▶ **발췌문**:
Hugging Face

load_model
Accelerate
- Accelerate CLI
Llama + Flash Attention
Text Generation Inference
bitsandbytes 설치
trlX + pipeline
generate() 속도 개선

load_model

GPU 메모리에 모델을 올리려면 CPU 메모리도 그 이상이 확보되어야 한다. 그렇지 않으면 올리다가 killed. AWS에서 g5.xlarge는 A10G 24G지만 CPU 메모리가 16G라서 모델이 올라가지 않는다. 허깅 페이스에서는 CPU, GPU 메모리를 구분하지만 CPU 메모리 지정이 정확해도 killed. 필요 조건: GPU 메모리 < CPU 메모리 g5.2xlarge 이상.

모델에서 파라미터를 8bit quantization 했을 때 속도 문제가 있음. 1/2 속도로 느려졌다.

max_memory에 따라 분산 로딩한다. GPU > CPU > Disk 순. device_map='auto'는 고르게 분산. 특정 디바이스 지정은 device_map={'':1}. 단일 디바이스일때(float32)는 95% 이상 utilization을 하지만 4장으로 분산하는 경우 17% 정도에 머무른다. 초당 사용량이므로 bubble로 인한 것으로 보임. 또한 bfloat16에서는 58% 정도만 utilization 한다.

# $ CUDA_VISIBLE_DEVICES=2,3 ipython
from transformers import AutoTokenizer, AutoModelForCausalLM
import torch

tokenizer = AutoTokenizer.from_pretrained('.')
model = AutoModelForCausalLM.from_pretrained(
    '.',
    torch_dtype=torch.bfloat16,
    device_map='sequential',
    max_memory={
        0: '70GiB',
        1: '70GiB',
        2: '70GiB',
        3: '70GiB',
    }
)
f'{sum(p.numel() for p in model.parameters()):,}'
# '68,993,032,192'

from peft import get_peft_config, get_peft_model, LoraConfig, TaskType
model = get_peft_model(
    model,
    LoraConfig(
        task_type=TaskType.CAUSAL_LM, inference_mode=False, r=8, lora_alpha=32, lora_dropout=0.1
    )
)
model.print_trainable_parameters()
# trainable params: 16,384,000 || all params: 68,993,032,192 || trainable%: 0.023747325605874423

inputs = tokenizer('who is the best sportsman in the world?', return_tensors='pt').to('cuda')
tokenizer.batch_decode(model.generate(**inputs))[0]

4.20.0부터 accelerate를 사용하는 대형 모델 지원. accelerate.utils.set_module_tensor_to_device로 분산한다. device_map='sequential'은 0번에 메모리가 충분하면 단일 GPU에 올라간다. device_map은 decoder.block.00 단위로 GPU 번호를 지정¹할 수 있다. Pipeline Parallelism처럼 동작한다. 그러나 naive하게 동작하므로 bubble이 발생한다.

▶ **제시된 데이터**:

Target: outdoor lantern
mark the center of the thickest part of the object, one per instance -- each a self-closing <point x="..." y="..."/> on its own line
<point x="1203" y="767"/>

▶ **수행할 작업**:
발췌문에서 "GPU 메모리에 모델을"부터 "1/2 속도로 느려졌다."까지, 끝 구절도 포함하여 한 글자도 바꾸지 말고 옮겨 적으세요.

▶ **작업 답변**:
GPU 메모리에 모델을 올리려면 CPU 메모리도 그 이상이 확보되어야 한다. 그렇지 않으면 올리다가 killed. AWS에서 g5.xlarge는 A10G 24G지만 CPU 메모리가 16G라서 모델이 올라가지 않는다. 허깅 페이스에서는 CPU, GPU 메모리를 구분하지만 CPU 메모리 지정이 정확해도 killed. 필요 조건: GPU 메모리 < CPU 메모리 g5.2xlarge 이상.

모델에서 파라미터를 8bit quantization 했을 때 속도 문제가 있음. 1/2 속도로 느려졌다.